## Records for this exercise

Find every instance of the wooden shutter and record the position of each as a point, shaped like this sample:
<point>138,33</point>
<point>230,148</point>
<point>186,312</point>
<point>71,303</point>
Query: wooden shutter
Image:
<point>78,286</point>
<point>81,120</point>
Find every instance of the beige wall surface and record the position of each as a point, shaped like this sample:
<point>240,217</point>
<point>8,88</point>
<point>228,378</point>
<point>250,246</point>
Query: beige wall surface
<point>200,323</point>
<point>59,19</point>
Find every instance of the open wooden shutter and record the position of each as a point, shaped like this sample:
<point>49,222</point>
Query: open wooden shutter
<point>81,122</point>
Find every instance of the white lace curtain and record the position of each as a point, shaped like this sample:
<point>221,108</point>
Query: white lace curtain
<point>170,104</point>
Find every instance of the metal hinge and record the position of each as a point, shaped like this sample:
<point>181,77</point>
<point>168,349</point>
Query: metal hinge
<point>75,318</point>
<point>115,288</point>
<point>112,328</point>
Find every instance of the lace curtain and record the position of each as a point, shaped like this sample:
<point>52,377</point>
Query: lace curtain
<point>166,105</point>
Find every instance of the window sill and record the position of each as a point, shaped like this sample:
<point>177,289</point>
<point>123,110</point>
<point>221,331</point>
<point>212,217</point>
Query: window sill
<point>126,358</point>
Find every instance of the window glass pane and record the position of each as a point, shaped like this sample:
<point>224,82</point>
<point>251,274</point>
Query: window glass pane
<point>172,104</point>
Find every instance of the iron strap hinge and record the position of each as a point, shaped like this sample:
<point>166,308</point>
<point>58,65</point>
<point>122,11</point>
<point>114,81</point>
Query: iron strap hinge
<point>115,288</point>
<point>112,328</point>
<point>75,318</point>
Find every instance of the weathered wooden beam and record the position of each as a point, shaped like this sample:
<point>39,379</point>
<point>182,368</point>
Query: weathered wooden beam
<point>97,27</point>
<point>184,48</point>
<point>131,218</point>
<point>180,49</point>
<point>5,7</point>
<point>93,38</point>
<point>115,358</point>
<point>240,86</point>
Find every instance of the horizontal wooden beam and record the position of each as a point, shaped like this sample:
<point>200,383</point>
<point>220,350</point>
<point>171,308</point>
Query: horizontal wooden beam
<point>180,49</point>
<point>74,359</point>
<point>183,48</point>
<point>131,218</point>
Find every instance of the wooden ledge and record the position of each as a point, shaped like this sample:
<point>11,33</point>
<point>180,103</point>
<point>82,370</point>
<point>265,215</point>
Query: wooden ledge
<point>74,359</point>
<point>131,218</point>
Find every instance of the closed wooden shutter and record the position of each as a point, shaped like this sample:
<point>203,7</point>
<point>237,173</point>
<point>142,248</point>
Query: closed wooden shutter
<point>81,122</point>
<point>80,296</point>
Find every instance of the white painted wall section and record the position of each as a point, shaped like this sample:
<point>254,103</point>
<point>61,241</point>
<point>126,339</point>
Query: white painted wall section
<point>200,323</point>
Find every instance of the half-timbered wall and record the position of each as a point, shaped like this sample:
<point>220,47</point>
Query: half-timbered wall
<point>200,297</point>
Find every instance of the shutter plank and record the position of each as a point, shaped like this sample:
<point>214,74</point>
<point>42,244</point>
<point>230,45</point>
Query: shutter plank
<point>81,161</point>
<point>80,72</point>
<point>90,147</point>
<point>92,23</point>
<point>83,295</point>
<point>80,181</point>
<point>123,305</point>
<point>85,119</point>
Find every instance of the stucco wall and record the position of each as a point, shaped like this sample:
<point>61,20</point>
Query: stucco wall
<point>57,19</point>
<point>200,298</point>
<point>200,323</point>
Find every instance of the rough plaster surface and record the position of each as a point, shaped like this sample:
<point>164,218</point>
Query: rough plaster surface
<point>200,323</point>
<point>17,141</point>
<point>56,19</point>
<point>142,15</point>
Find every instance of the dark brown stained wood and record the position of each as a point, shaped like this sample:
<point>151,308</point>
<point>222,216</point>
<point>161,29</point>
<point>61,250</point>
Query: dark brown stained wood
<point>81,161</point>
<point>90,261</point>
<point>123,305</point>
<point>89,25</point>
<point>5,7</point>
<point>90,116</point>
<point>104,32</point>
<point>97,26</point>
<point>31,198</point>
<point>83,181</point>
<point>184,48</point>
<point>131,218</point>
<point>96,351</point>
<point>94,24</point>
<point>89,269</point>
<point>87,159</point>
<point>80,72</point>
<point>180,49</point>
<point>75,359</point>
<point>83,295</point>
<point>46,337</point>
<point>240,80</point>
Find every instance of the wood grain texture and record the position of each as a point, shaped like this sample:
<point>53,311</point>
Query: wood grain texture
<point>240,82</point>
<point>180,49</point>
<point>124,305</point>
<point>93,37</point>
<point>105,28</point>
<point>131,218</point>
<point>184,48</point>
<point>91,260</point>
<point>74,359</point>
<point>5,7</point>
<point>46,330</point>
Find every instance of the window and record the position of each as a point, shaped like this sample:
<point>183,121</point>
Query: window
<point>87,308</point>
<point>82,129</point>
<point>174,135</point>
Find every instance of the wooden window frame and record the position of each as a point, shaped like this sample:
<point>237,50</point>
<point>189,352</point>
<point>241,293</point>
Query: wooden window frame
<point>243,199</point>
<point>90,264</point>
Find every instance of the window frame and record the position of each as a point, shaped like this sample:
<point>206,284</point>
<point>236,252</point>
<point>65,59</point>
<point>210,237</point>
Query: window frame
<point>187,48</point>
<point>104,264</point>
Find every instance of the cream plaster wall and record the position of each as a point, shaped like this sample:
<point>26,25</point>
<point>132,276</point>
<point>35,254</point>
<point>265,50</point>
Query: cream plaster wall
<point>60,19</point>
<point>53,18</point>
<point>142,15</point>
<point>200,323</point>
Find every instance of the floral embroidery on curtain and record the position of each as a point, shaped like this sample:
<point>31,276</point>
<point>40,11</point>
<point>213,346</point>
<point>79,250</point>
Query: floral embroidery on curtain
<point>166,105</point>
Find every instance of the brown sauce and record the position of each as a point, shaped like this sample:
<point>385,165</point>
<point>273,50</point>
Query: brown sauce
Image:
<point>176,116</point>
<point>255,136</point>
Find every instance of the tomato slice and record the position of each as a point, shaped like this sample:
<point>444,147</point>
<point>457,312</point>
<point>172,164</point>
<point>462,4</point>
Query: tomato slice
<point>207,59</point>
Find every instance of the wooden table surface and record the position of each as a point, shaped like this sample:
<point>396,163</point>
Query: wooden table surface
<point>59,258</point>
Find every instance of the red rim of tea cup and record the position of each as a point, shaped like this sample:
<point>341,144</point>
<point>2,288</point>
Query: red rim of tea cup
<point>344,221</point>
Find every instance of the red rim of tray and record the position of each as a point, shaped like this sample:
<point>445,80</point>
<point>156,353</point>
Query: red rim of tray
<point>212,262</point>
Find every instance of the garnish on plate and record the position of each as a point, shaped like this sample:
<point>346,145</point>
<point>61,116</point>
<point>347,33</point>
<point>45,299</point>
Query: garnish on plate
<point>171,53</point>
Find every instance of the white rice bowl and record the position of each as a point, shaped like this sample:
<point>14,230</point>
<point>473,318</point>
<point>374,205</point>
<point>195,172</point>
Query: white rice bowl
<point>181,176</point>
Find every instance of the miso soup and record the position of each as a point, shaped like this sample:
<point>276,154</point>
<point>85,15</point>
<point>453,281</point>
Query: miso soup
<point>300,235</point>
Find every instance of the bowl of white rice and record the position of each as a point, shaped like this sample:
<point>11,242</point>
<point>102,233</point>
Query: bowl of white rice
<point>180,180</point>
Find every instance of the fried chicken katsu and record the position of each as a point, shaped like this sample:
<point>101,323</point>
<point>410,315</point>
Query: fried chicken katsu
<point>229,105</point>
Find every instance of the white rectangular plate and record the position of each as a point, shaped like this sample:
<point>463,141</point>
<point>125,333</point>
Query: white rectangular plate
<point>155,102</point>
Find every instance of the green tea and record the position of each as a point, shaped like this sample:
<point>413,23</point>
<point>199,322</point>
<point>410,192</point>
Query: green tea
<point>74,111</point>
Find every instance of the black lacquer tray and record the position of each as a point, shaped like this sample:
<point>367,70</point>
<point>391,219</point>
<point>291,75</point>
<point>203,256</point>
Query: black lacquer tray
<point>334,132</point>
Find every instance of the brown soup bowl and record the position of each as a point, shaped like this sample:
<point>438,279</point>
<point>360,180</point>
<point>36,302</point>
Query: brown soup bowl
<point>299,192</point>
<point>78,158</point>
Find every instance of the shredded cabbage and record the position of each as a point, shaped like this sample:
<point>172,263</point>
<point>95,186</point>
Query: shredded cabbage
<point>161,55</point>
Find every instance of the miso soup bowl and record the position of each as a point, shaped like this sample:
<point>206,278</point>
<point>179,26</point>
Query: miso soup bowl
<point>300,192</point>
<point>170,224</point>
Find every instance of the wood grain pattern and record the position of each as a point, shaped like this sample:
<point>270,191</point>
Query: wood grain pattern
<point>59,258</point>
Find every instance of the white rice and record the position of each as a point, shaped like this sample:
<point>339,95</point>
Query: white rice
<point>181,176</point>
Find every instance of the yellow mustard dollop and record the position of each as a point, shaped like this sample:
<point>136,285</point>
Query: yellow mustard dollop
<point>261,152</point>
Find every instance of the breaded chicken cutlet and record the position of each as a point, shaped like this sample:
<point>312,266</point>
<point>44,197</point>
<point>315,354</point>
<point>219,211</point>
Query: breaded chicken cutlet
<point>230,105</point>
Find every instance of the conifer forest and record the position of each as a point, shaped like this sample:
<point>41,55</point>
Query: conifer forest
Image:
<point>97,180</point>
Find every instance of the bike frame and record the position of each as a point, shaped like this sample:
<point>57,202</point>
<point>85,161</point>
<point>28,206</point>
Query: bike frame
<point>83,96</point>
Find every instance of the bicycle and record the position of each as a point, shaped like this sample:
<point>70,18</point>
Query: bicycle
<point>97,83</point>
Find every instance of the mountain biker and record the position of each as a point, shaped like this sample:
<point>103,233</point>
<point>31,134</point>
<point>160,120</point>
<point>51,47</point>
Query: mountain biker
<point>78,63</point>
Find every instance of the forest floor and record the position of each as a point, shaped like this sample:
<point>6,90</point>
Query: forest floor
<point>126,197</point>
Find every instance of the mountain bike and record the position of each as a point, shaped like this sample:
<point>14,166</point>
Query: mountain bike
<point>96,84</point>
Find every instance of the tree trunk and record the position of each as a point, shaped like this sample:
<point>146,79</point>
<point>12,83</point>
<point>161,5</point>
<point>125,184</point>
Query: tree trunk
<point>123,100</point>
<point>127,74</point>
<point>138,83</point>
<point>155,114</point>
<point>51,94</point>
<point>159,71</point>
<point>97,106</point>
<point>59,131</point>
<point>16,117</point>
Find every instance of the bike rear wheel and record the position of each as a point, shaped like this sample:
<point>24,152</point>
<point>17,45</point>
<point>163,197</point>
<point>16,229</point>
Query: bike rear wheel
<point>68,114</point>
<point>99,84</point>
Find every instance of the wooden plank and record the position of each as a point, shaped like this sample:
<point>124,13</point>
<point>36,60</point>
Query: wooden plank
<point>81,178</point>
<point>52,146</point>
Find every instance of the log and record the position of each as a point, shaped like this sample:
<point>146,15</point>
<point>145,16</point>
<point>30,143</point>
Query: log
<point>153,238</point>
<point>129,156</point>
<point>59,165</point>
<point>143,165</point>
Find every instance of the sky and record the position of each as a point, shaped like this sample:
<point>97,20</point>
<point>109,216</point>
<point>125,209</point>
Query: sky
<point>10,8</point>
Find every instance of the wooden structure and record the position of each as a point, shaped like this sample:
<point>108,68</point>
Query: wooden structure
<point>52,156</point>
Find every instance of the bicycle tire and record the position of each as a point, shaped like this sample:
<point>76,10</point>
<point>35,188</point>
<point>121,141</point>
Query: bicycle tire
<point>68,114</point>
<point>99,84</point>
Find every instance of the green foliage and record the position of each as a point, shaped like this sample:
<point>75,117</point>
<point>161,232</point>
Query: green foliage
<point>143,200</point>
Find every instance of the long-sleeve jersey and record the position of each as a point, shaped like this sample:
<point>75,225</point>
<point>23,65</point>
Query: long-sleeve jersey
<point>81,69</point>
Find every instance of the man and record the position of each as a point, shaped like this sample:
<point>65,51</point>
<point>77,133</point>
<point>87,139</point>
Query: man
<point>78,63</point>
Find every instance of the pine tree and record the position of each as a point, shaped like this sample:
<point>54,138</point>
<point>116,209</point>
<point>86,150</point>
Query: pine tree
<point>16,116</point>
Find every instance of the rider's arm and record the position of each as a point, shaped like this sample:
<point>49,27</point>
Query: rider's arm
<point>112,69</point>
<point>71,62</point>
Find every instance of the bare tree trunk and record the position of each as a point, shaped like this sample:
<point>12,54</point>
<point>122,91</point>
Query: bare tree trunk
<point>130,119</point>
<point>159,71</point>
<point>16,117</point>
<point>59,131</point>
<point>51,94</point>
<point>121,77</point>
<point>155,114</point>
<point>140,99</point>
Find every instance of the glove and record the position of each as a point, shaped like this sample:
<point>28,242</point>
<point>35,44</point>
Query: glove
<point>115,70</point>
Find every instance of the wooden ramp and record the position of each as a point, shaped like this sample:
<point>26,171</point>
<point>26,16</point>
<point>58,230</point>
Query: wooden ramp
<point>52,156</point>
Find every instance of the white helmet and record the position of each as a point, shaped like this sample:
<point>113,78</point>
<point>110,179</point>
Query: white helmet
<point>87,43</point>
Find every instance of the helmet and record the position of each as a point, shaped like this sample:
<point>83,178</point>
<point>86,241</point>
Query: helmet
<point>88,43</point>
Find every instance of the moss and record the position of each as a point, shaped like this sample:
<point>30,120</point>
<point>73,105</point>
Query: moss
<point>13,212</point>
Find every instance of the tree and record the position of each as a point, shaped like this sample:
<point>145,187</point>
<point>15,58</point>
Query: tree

## Work instruction
Scan the material above for "sauce". Copy every line where it appears.

## Output for this exercise
Find every instance of the brown sauce and record the position of each as a point, shaped like this sample:
Query: brown sauce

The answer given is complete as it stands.